• _Material_
==============================
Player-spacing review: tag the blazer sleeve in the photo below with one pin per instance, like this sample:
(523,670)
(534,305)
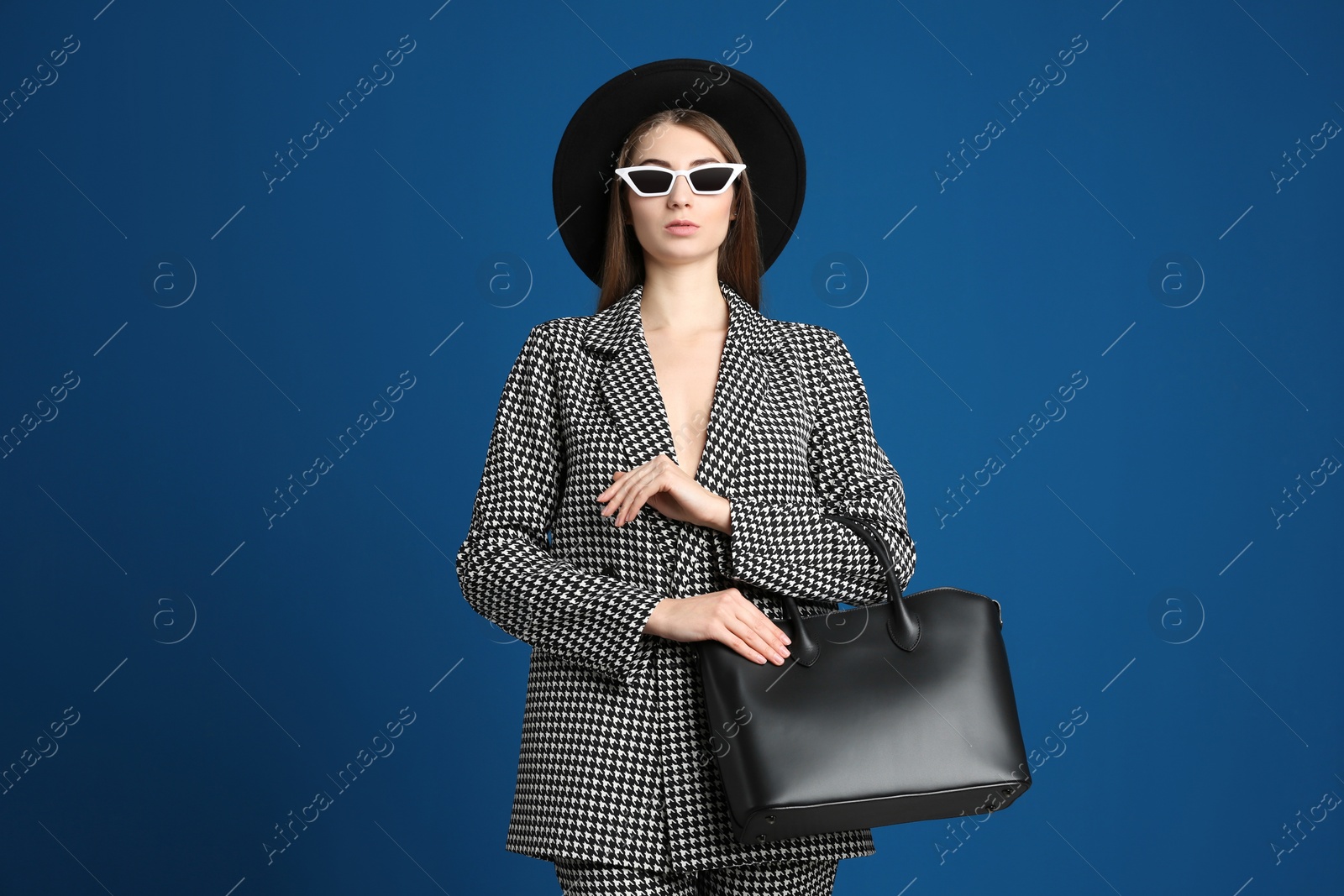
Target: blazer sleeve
(507,567)
(785,546)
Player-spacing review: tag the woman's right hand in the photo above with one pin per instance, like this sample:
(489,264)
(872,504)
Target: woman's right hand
(721,616)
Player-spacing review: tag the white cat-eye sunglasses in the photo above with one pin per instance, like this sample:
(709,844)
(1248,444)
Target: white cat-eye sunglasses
(707,181)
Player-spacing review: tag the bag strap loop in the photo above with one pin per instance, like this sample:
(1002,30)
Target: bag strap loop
(902,625)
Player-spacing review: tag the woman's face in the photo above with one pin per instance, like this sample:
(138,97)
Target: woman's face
(679,148)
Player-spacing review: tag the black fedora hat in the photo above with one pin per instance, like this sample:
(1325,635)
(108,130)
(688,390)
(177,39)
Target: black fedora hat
(759,127)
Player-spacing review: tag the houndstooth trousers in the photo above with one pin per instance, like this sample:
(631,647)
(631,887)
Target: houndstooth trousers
==============================
• _Problem description_
Could you turn the records, from the line that contains "Player-spacing review: tag the bag" through the end of the records, both ends included, into a Markdown table with the columns Row and Text, numbering each row and leaving out blank lines?

• _The reply_
| Row | Text |
|---|---|
| 1 | Player-spacing review: tag the bag strap loop in the photo above with one pin per instance, like this sample: |
| 2 | (1002,30) |
| 3 | Target: bag strap loop |
| 4 | (902,625) |
| 5 | Player-spacing review: tag the woman's face in the photo above with one pin per instance, like this sample: |
| 6 | (138,97) |
| 7 | Target: woman's face |
| 8 | (679,148) |
| 9 | Player-spacing review: tag the black fedora hat in the photo above with one pin per instance, like this sample: |
| 10 | (1325,635) |
| 11 | (108,130) |
| 12 | (688,390) |
| 13 | (177,39) |
| 14 | Target: black fedora hat |
| 15 | (759,127) |
| 16 | Player-spacing review: tag the houndstooth trousers in the photo above with one pin per instance, like this sample: |
| 17 | (631,647) |
| 18 | (631,887) |
| 19 | Target: houndstooth trousers |